++++ Source records ++++
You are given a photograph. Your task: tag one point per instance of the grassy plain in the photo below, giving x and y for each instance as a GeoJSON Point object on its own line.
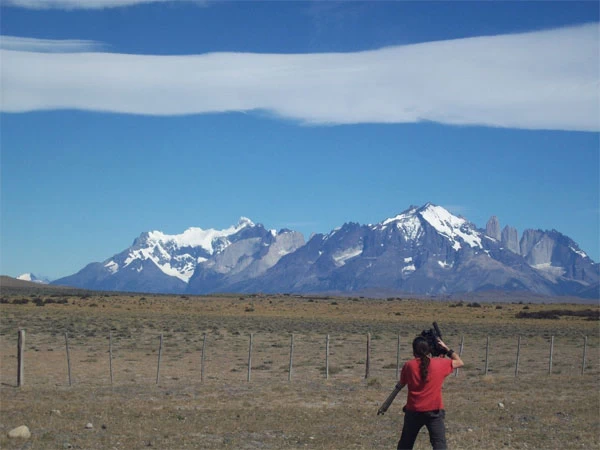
{"type": "Point", "coordinates": [538, 410]}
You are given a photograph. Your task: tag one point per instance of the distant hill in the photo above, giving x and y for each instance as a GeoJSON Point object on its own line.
{"type": "Point", "coordinates": [11, 283]}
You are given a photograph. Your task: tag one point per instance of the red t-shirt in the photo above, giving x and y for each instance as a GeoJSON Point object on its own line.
{"type": "Point", "coordinates": [425, 396]}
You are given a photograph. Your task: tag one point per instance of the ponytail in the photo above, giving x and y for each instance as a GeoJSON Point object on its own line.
{"type": "Point", "coordinates": [421, 350]}
{"type": "Point", "coordinates": [423, 367]}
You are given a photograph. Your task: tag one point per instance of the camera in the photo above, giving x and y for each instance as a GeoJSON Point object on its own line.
{"type": "Point", "coordinates": [431, 336]}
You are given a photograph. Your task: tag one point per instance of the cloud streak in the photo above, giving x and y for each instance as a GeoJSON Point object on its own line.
{"type": "Point", "coordinates": [82, 4]}
{"type": "Point", "coordinates": [539, 80]}
{"type": "Point", "coordinates": [22, 44]}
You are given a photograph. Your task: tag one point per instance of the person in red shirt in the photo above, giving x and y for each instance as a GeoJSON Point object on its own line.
{"type": "Point", "coordinates": [424, 376]}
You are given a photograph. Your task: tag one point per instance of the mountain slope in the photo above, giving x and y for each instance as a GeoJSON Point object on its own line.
{"type": "Point", "coordinates": [424, 250]}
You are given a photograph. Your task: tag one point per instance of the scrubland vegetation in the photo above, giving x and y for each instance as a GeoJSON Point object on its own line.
{"type": "Point", "coordinates": [534, 410]}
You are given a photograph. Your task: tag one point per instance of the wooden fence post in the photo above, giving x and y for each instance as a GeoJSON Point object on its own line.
{"type": "Point", "coordinates": [551, 355]}
{"type": "Point", "coordinates": [68, 357]}
{"type": "Point", "coordinates": [250, 358]}
{"type": "Point", "coordinates": [462, 342]}
{"type": "Point", "coordinates": [584, 352]}
{"type": "Point", "coordinates": [368, 362]}
{"type": "Point", "coordinates": [487, 354]}
{"type": "Point", "coordinates": [20, 358]}
{"type": "Point", "coordinates": [159, 357]}
{"type": "Point", "coordinates": [518, 355]}
{"type": "Point", "coordinates": [110, 355]}
{"type": "Point", "coordinates": [327, 358]}
{"type": "Point", "coordinates": [398, 358]}
{"type": "Point", "coordinates": [202, 358]}
{"type": "Point", "coordinates": [291, 357]}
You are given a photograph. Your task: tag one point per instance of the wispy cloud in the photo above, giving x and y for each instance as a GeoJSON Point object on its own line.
{"type": "Point", "coordinates": [539, 80]}
{"type": "Point", "coordinates": [21, 44]}
{"type": "Point", "coordinates": [84, 4]}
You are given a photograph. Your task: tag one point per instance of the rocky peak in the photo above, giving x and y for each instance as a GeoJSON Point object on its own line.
{"type": "Point", "coordinates": [492, 228]}
{"type": "Point", "coordinates": [510, 239]}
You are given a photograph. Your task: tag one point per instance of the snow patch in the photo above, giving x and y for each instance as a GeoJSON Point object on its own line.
{"type": "Point", "coordinates": [409, 269]}
{"type": "Point", "coordinates": [450, 226]}
{"type": "Point", "coordinates": [340, 258]}
{"type": "Point", "coordinates": [549, 268]}
{"type": "Point", "coordinates": [407, 223]}
{"type": "Point", "coordinates": [579, 252]}
{"type": "Point", "coordinates": [112, 266]}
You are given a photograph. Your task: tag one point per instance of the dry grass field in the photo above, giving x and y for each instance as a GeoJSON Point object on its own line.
{"type": "Point", "coordinates": [535, 410]}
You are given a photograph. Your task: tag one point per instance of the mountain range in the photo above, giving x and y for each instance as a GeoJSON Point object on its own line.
{"type": "Point", "coordinates": [424, 250]}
++++
Return all of the entries word for word, but omit the pictures.

You are given a photograph. Your task: tag one point per instance of the grassy plain in the photo below, giving x and y for each instance as a GeoJSON Point object on its own line.
{"type": "Point", "coordinates": [538, 410]}
You are given a photograph. Your task: tag one point per instance of the distant hill in the photo above, giving x and y for each instance as a GeoJSON Point object on its own line.
{"type": "Point", "coordinates": [11, 283]}
You are given a photograph. Your task: tag one point per instance of the red t-shirt in the photo above, giving x and y for each instance as a GeoJSON Point object on its own line.
{"type": "Point", "coordinates": [425, 396]}
You are given a photograph. Your task: tag one point per instance of the ponytail in the photo above, giving x and y for each instance as a GeoJSON Point object on its own line.
{"type": "Point", "coordinates": [421, 350]}
{"type": "Point", "coordinates": [423, 367]}
You are given a photograph. Your task: tag one point per instance of the camera in the photo above, giving x and y for each instance as a GeoJSON Point object on its own line.
{"type": "Point", "coordinates": [431, 336]}
You are given a photograph. Your task: tag one point per instance of the cloud streak in the photo above, giving x and y for each instance as a GeoJSON Point object on its own line.
{"type": "Point", "coordinates": [82, 4]}
{"type": "Point", "coordinates": [539, 80]}
{"type": "Point", "coordinates": [22, 44]}
You are given a photograph. Your task: tag one point per instance of the person in red shirt in the photo above, giving x and y for each instance as a GeoJSON Point object on its own line.
{"type": "Point", "coordinates": [424, 376]}
You are given a photograph. Your task: tag one point per instance of the mountain slope in the photo above, giving x and y for each instance as a GeoJSON Point object on its own line.
{"type": "Point", "coordinates": [424, 250]}
You are given a photograph. Your task: tag one point per instance of the scrubland vegetation in the photo above, giving x and y for each instance as a GeoJSON Point object on its own line.
{"type": "Point", "coordinates": [534, 410]}
You are given a photograph. Your task: tag one point per instance of the wooden fence post in the photo above, giving x and y for each instance as a GeoJSON Point object on its own line.
{"type": "Point", "coordinates": [551, 355]}
{"type": "Point", "coordinates": [68, 357]}
{"type": "Point", "coordinates": [250, 358]}
{"type": "Point", "coordinates": [462, 342]}
{"type": "Point", "coordinates": [584, 352]}
{"type": "Point", "coordinates": [368, 362]}
{"type": "Point", "coordinates": [487, 354]}
{"type": "Point", "coordinates": [20, 358]}
{"type": "Point", "coordinates": [159, 357]}
{"type": "Point", "coordinates": [518, 355]}
{"type": "Point", "coordinates": [110, 355]}
{"type": "Point", "coordinates": [327, 358]}
{"type": "Point", "coordinates": [398, 358]}
{"type": "Point", "coordinates": [202, 358]}
{"type": "Point", "coordinates": [291, 357]}
You are given a photograph. Your task: tag one point per instance of the wispy cloud in the photo above, giving x and y for each instance as a GeoJSON Point object on its own line.
{"type": "Point", "coordinates": [539, 80]}
{"type": "Point", "coordinates": [21, 44]}
{"type": "Point", "coordinates": [84, 4]}
You are given a photograph. Your task: tag one point per instance of the rocky peak in the photo above, giving x and y for each instance as a GeoJSON Point object on its own line.
{"type": "Point", "coordinates": [492, 228]}
{"type": "Point", "coordinates": [510, 239]}
You are given a photograph. Your task: tag one point per instance of the snow patch in the photo above, giving x and y for each instance as a GeoJSON Point object on its own line.
{"type": "Point", "coordinates": [409, 269]}
{"type": "Point", "coordinates": [450, 226]}
{"type": "Point", "coordinates": [340, 258]}
{"type": "Point", "coordinates": [549, 268]}
{"type": "Point", "coordinates": [407, 223]}
{"type": "Point", "coordinates": [579, 252]}
{"type": "Point", "coordinates": [112, 266]}
You are given a photograph. Your task: tag one point per instance of the dry grass field in the photo above, giving x and y for each instance as a GeoJSON Point object on its own line.
{"type": "Point", "coordinates": [535, 410]}
You are given a photograph. Your task: tag one point per instance of the mountain range in the photo above, giving x and y for each instance as a GeoJSON Point object on its own line.
{"type": "Point", "coordinates": [424, 250]}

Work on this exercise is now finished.